Each line below from the one containing "Target: long pointed beak" through the one containing "Target: road" should be output exactly as it stands, and no other line should appear.
*** Entries provided ***
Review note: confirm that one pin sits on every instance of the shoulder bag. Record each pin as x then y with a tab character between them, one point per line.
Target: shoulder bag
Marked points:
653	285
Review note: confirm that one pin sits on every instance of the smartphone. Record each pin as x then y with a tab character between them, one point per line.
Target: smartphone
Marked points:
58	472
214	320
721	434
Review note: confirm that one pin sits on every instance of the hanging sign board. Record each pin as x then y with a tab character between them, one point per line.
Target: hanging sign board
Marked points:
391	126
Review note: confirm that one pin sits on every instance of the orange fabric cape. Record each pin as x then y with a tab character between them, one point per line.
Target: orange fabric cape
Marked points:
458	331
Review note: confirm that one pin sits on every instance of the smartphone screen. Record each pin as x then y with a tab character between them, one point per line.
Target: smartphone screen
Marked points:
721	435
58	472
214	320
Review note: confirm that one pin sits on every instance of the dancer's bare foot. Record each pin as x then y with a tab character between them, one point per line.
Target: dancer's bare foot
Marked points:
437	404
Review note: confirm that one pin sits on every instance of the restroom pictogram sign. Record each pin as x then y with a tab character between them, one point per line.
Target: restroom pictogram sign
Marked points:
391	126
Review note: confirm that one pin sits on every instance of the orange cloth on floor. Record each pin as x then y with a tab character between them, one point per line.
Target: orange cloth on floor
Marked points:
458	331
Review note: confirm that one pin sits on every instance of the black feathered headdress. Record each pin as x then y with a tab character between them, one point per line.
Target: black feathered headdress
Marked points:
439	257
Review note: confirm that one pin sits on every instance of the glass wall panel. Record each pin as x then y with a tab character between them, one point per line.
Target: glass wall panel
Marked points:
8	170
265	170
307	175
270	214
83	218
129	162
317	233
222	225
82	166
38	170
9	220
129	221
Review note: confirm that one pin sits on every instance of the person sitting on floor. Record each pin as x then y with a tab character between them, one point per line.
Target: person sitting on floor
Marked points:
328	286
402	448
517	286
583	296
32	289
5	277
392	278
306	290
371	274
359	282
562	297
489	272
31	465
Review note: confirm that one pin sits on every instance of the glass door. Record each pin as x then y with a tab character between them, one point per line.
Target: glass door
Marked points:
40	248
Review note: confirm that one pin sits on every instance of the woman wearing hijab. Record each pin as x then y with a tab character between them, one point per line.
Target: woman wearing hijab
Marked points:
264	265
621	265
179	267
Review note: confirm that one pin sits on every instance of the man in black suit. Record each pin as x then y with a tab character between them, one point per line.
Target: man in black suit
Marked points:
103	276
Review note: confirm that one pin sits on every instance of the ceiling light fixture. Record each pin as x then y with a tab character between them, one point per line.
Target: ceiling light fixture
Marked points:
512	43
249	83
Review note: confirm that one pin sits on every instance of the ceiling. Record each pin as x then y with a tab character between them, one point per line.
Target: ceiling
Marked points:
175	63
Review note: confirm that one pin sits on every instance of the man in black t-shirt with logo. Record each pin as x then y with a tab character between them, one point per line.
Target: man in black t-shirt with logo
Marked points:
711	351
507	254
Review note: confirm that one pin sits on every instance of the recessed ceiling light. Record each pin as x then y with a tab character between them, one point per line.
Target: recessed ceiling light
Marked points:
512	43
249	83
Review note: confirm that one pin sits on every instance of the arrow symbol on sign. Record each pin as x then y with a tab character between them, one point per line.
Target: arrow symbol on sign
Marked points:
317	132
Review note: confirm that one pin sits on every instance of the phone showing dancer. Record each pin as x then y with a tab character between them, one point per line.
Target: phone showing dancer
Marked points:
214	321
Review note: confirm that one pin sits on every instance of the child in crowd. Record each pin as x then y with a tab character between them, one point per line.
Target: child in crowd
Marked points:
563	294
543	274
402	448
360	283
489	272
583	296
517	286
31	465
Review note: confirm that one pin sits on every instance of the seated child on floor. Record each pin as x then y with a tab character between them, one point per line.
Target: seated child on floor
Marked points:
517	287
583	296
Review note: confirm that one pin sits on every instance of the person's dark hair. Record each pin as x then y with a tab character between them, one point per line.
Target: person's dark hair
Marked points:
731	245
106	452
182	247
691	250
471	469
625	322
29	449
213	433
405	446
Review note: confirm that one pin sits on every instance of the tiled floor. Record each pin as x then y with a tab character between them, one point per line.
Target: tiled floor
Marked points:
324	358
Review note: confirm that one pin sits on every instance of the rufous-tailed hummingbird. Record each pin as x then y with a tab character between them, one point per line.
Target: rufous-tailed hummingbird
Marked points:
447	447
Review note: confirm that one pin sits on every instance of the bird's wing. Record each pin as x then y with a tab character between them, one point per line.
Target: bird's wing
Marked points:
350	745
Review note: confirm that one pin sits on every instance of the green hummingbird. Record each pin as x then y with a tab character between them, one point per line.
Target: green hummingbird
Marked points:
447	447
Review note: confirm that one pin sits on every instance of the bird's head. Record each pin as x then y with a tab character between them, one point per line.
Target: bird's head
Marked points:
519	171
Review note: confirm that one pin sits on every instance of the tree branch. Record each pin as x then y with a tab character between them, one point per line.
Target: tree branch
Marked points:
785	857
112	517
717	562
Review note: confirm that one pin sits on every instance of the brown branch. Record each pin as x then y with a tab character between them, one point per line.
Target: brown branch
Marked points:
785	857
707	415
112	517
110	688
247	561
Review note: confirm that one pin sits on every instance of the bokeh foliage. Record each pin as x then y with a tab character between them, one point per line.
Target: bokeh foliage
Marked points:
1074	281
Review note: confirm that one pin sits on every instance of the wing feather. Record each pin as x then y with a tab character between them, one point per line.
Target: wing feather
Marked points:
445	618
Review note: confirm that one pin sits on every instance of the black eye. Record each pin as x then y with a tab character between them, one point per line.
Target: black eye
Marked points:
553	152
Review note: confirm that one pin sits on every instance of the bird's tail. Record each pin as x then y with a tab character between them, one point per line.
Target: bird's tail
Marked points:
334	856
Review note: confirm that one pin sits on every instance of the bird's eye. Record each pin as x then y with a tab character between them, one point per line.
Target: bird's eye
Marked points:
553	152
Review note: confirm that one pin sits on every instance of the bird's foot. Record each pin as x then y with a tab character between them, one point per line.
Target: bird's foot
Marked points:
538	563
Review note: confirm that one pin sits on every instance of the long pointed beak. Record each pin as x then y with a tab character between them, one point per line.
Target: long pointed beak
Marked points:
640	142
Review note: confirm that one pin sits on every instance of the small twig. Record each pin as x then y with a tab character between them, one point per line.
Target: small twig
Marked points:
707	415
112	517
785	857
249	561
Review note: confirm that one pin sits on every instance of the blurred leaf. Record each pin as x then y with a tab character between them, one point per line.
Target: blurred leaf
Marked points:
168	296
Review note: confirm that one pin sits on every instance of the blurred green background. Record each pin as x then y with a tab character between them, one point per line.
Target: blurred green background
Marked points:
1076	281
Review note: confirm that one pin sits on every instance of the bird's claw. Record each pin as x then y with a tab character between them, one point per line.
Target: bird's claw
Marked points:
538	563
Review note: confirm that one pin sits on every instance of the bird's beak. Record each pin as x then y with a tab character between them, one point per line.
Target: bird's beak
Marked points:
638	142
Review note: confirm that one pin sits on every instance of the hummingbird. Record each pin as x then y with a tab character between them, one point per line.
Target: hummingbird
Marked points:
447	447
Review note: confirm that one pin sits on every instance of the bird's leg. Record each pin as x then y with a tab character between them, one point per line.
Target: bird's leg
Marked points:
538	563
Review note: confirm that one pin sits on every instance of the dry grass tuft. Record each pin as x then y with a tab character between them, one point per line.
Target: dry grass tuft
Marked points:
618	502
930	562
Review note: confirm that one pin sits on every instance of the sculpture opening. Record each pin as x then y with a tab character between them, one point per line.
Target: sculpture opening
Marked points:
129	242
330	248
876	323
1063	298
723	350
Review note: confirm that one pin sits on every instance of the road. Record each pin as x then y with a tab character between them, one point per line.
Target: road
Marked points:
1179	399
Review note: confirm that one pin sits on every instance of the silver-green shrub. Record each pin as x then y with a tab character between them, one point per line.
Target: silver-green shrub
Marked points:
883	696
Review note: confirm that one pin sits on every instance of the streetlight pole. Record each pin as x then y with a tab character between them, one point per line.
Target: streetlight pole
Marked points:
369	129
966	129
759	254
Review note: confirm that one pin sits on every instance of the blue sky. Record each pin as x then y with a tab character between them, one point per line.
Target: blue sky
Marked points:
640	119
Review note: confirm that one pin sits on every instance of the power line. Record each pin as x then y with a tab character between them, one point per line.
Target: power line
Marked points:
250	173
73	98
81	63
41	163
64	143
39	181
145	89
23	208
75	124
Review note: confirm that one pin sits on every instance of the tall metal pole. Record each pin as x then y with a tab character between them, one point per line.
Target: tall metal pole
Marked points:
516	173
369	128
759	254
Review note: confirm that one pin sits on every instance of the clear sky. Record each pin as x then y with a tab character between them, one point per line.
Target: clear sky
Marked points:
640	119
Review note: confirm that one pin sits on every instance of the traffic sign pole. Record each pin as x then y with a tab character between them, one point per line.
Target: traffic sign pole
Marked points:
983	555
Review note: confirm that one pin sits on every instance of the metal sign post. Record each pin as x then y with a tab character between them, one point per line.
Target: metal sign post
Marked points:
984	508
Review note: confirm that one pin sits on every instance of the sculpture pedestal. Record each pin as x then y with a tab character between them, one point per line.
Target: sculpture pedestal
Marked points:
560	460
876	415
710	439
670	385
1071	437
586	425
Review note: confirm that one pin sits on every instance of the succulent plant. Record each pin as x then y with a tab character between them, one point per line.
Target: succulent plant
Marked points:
*** End of Entries provided ***
(Response to this task)
Target: long pointed beak
Marked points:
640	142
Review note: confirm that one pin sits on every instance of the small twig. Record each pin as x then y with a tab character between them, one point per line.
Target: small twig
Marked points:
707	415
112	517
785	857
249	561
Review note: confirm that one pin sits on every instance of the blurred leaf. Record each pin as x then y with a tab character between them, one point per line.
Target: blurred leaf
Marked points:
168	296
Review note: confirm that one pin sits on every instance of the blurred green background. Record each pin as x then y with a tab character between them, one point per line.
Target: blurred green background
Marked points:
1076	281
Review note: confirm that one pin sits on every instance of the bird's claw. Record each pin as x then y with a tab character between them, one point per line.
Target: bird's claw
Marked points:
538	563
Review note: confirm that one pin sits on every instance of the bird's beak. Record each pin as x then y with a tab character between them, one point per line.
Target: bird's beak
Marked points:
638	142
Review note: confirm that one pin sits on every instance of the hummingbird. Record each pin as x then y with a tab character between them, one point per line.
Target: hummingbird
Marked points:
447	447
Review note: confirm that one pin sits on every instance of the bird's leg. Record each pin as x then y with a tab character between them, one point per line.
Target: bird's leg
Marked points:
538	563
Review note: confirm that one pin sits on every instance of the dry grass tuft. Record each pin as x then y with a tab character between them, one point per line.
Target: dry grass tuft
Marked points:
618	502
930	562
Review note: confirm that one pin sits on every instance of the sculpture opening. Record each pin as x then y with a tab character between them, one point per line.
Target: sculpture opening
Marked points:
129	242
330	248
876	323
1063	298
723	350
Review note: confirm that one pin sits on every instance of the road. Record each pin as x then y with a tab character between them, one point per line.
Target: road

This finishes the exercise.